**Data supplied**
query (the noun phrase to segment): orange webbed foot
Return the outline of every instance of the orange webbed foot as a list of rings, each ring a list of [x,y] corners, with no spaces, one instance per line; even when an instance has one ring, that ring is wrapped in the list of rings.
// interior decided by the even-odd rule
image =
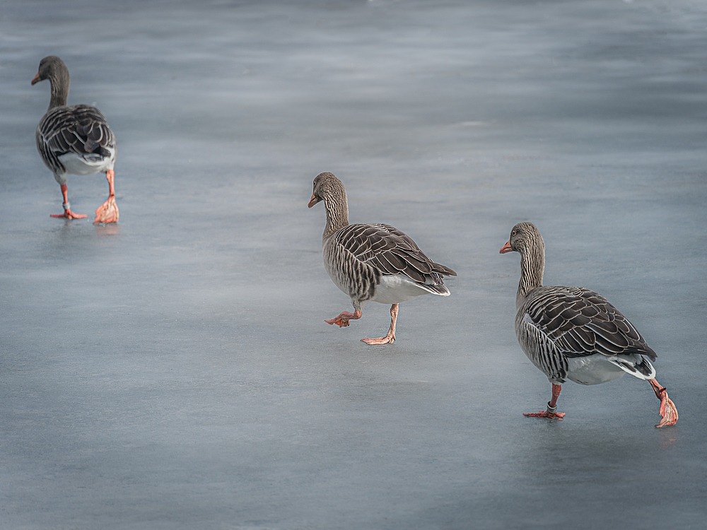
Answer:
[[[95,208],[95,218],[93,219],[93,224],[117,223],[119,216],[118,205],[115,204],[115,196],[111,195],[105,200],[105,202]]]
[[[325,320],[327,324],[337,324],[340,328],[345,328],[349,325],[349,320],[357,320],[361,318],[361,311],[351,313],[348,311],[342,311],[337,317],[329,320]]]
[[[565,417],[565,413],[538,411],[537,412],[524,412],[523,416],[526,418],[547,418],[549,420],[557,420],[560,421]]]
[[[361,338],[361,342],[365,342],[366,344],[369,344],[372,346],[378,346],[380,344],[392,344],[395,342],[395,336],[390,334],[386,335],[385,337],[377,337],[375,338]]]
[[[656,428],[660,429],[662,427],[674,425],[677,423],[677,418],[679,418],[677,408],[675,407],[675,404],[672,402],[672,400],[668,397],[667,391],[665,389],[663,389],[661,392],[660,409],[659,411],[662,419],[660,420],[660,423],[655,425]]]
[[[86,219],[88,216],[86,213],[74,213],[71,210],[64,210],[64,213],[50,213],[49,217],[57,219]]]

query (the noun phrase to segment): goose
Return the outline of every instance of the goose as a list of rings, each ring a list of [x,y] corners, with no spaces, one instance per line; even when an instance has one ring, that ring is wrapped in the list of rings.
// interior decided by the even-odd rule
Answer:
[[[581,287],[544,286],[545,244],[532,223],[519,223],[501,254],[520,254],[520,281],[515,298],[515,334],[525,355],[547,376],[551,398],[532,418],[561,420],[557,399],[566,379],[598,384],[631,374],[650,384],[660,400],[660,423],[674,425],[677,409],[655,379],[656,354],[633,325],[606,298]]]
[[[354,305],[353,313],[342,311],[325,322],[345,327],[350,320],[361,318],[365,302],[391,304],[390,326],[385,336],[361,341],[370,345],[392,343],[398,305],[422,295],[449,296],[443,278],[457,273],[433,261],[409,236],[390,225],[349,224],[346,189],[328,172],[315,178],[307,206],[312,208],[322,201],[327,213],[322,236],[325,268]]]
[[[45,164],[54,173],[62,189],[64,213],[52,217],[83,219],[83,213],[71,211],[69,202],[66,175],[105,172],[108,198],[95,210],[95,223],[117,223],[118,206],[115,204],[113,183],[116,143],[105,117],[95,107],[87,105],[68,106],[69,69],[59,57],[50,55],[40,61],[37,75],[31,84],[49,79],[52,96],[49,110],[37,126],[37,149]]]

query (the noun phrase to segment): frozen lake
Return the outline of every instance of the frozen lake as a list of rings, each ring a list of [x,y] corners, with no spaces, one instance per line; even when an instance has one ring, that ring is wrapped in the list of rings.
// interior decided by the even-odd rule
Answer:
[[[9,0],[0,49],[0,528],[704,527],[702,0]],[[117,136],[117,225],[49,216],[49,54]],[[358,340],[386,306],[323,322],[322,171],[459,274],[394,345]],[[658,352],[675,427],[628,377],[522,416],[521,220]]]

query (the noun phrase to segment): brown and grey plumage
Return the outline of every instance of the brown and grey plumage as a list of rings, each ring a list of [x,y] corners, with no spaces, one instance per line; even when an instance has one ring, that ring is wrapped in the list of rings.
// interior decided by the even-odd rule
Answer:
[[[581,287],[543,286],[545,244],[531,223],[519,223],[501,254],[520,254],[520,281],[515,298],[515,333],[525,355],[552,384],[547,408],[525,416],[561,418],[556,412],[566,379],[597,384],[629,373],[648,381],[660,400],[662,419],[674,425],[677,409],[655,379],[656,355],[621,312],[606,298]]]
[[[94,223],[116,223],[118,207],[114,184],[117,147],[115,137],[100,111],[87,105],[69,106],[71,80],[69,69],[59,57],[50,55],[40,61],[34,85],[49,79],[52,96],[49,110],[37,126],[37,149],[45,164],[54,173],[62,189],[64,213],[52,217],[81,219],[86,217],[71,211],[66,175],[105,172],[108,199],[95,211]]]
[[[346,189],[332,173],[314,179],[308,206],[320,201],[327,212],[324,265],[337,286],[349,295],[354,310],[343,311],[327,323],[348,326],[349,320],[361,318],[369,300],[391,304],[385,336],[361,339],[367,344],[386,344],[395,340],[399,302],[429,293],[449,296],[443,278],[457,273],[427,257],[409,236],[390,225],[349,224]]]

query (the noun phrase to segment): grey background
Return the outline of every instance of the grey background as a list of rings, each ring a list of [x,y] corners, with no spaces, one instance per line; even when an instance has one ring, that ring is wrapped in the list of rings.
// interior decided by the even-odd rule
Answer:
[[[0,527],[703,528],[707,4],[10,0],[0,11]],[[64,222],[34,130],[119,141],[117,226]],[[456,269],[346,329],[311,181]],[[105,199],[70,177],[73,208]],[[619,307],[650,387],[550,386],[513,333],[548,284]]]

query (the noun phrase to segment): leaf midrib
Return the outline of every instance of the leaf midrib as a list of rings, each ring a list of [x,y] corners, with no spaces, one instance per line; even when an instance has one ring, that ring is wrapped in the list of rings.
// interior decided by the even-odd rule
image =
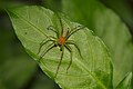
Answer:
[[[45,37],[49,38],[49,36],[47,36],[40,28],[38,28],[35,24],[33,24],[32,22],[30,22],[29,20],[27,20],[25,18],[23,18],[22,16],[19,16],[18,13],[13,12],[16,16],[18,16],[21,20],[25,21],[27,23],[31,24],[32,27],[34,27],[35,29],[38,29],[41,33],[43,33]],[[75,59],[75,61],[85,70],[88,71],[88,73],[90,76],[92,76],[92,78],[98,82],[98,85],[100,85],[103,89],[108,89],[98,77],[95,77],[93,73],[91,73],[88,68],[78,59]]]

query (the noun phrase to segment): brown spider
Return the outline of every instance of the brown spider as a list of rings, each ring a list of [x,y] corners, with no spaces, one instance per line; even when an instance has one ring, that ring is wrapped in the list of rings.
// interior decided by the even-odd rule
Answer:
[[[57,69],[57,72],[55,72],[55,77],[57,77],[57,75],[58,75],[60,65],[61,65],[62,59],[63,59],[64,48],[70,52],[70,58],[71,58],[70,63],[69,63],[69,66],[68,66],[68,68],[66,68],[66,72],[68,72],[68,70],[69,70],[69,68],[70,68],[70,66],[71,66],[71,63],[72,63],[72,49],[71,49],[71,47],[70,47],[69,44],[73,44],[73,46],[76,48],[76,50],[79,51],[80,57],[82,58],[82,55],[81,55],[81,51],[80,51],[79,47],[73,42],[73,40],[69,40],[69,38],[70,38],[73,33],[75,33],[76,31],[79,31],[79,30],[81,30],[81,29],[84,28],[83,26],[78,26],[78,27],[71,29],[71,31],[68,30],[66,32],[64,32],[63,24],[62,24],[62,19],[61,19],[60,17],[58,17],[58,18],[59,18],[59,21],[60,21],[60,24],[61,24],[61,33],[59,34],[59,32],[54,29],[53,26],[48,27],[48,30],[53,31],[53,32],[57,34],[57,38],[55,38],[55,37],[52,37],[52,36],[49,36],[49,37],[48,37],[48,38],[49,38],[48,40],[42,41],[42,42],[40,43],[40,48],[39,48],[39,51],[38,51],[38,55],[39,55],[42,46],[44,46],[44,44],[48,43],[49,41],[52,42],[51,44],[49,44],[49,46],[47,47],[47,49],[44,50],[44,52],[41,55],[41,57],[40,57],[40,59],[39,59],[39,61],[40,61],[40,60],[45,56],[45,53],[49,52],[52,48],[54,48],[54,47],[59,47],[59,48],[60,48],[61,58],[60,58],[60,62],[59,62],[59,65],[58,65],[58,69]],[[52,39],[51,39],[51,38],[52,38]]]

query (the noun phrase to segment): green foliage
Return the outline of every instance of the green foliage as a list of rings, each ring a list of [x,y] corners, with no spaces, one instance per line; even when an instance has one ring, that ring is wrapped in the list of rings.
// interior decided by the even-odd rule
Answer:
[[[133,66],[133,42],[127,27],[98,0],[63,0],[63,12],[92,29],[109,47],[114,63],[114,86]]]
[[[129,89],[132,79],[132,73],[127,73],[124,79],[117,85],[116,89]]]
[[[54,36],[54,33],[47,30],[47,28],[54,26],[58,31],[61,31],[59,18],[55,13],[42,7],[13,8],[8,10],[8,13],[23,47],[28,53],[38,61],[40,55],[37,53],[40,43],[45,39],[45,36]],[[64,29],[72,29],[79,26],[79,23],[71,22],[63,14],[60,17],[63,19]],[[42,70],[63,89],[112,89],[113,68],[109,51],[101,39],[93,36],[93,32],[88,28],[78,31],[70,39],[74,40],[79,46],[83,59],[79,56],[78,50],[72,47],[73,61],[66,73],[70,53],[65,50],[59,73],[54,79],[60,61],[60,50],[59,48],[54,48],[38,62]],[[43,46],[41,53],[47,46]]]

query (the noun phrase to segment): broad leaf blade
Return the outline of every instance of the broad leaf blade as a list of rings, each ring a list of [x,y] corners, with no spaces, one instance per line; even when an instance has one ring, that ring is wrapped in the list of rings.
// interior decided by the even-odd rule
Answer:
[[[37,55],[40,43],[47,38],[45,36],[55,37],[47,28],[53,26],[58,32],[61,31],[59,18],[54,12],[42,7],[20,7],[8,12],[18,38],[28,53],[38,61],[43,50],[51,43],[43,46],[41,52]],[[63,14],[60,14],[60,17],[63,20],[64,29],[81,26],[76,22],[71,22]],[[73,46],[70,46],[73,56],[72,65],[66,73],[66,68],[70,63],[70,52],[64,49],[63,60],[54,79],[60,61],[60,49],[53,48],[38,62],[41,69],[63,89],[112,89],[113,68],[110,53],[102,40],[93,36],[88,28],[72,34],[69,40],[74,40],[83,59],[80,57],[79,51]]]
[[[127,73],[123,80],[117,85],[116,89],[130,89],[132,73]]]
[[[127,27],[98,0],[63,0],[63,12],[92,29],[111,50],[114,86],[133,69],[133,42]]]

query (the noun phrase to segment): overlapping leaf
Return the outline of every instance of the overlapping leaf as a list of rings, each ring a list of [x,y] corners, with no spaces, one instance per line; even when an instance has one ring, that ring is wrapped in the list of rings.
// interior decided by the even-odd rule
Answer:
[[[43,50],[51,42],[43,46],[41,52],[37,55],[40,43],[47,39],[47,36],[55,37],[47,28],[53,26],[57,31],[61,31],[59,18],[54,12],[42,7],[20,7],[8,10],[8,13],[23,47],[38,61]],[[79,23],[68,20],[63,14],[60,14],[60,17],[63,20],[64,29],[72,29],[79,26]],[[93,36],[93,32],[88,28],[72,34],[70,39],[78,44],[83,59],[78,50],[71,46],[73,60],[68,73],[70,52],[65,50],[58,76],[54,78],[60,61],[60,50],[59,48],[53,48],[38,62],[42,70],[63,89],[112,89],[113,68],[109,51],[102,40]]]

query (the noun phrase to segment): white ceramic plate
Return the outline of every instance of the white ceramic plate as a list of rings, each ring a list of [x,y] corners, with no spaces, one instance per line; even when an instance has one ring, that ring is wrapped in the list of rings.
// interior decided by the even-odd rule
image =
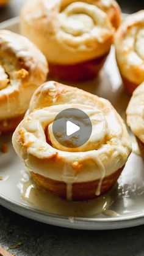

**What is being asked**
Please repeat the stretch of the listing from the line containing "query (the noun phrase to segment): white" through its end, substituting "porcelain" for "ceramic" and keeping everything else unchanged. Leave the pictures out of your answer.

**Exercise result**
query (the noun phrase to segment): white porcelain plate
Return the outline of every instance of the white porcelain plate as a list of rings, each ring a list of [x,y] corners, with no spaces, one instance per line; even when an instance has one ring, that ring is wrapped in the list of rings.
// interior decided by the even-odd rule
image =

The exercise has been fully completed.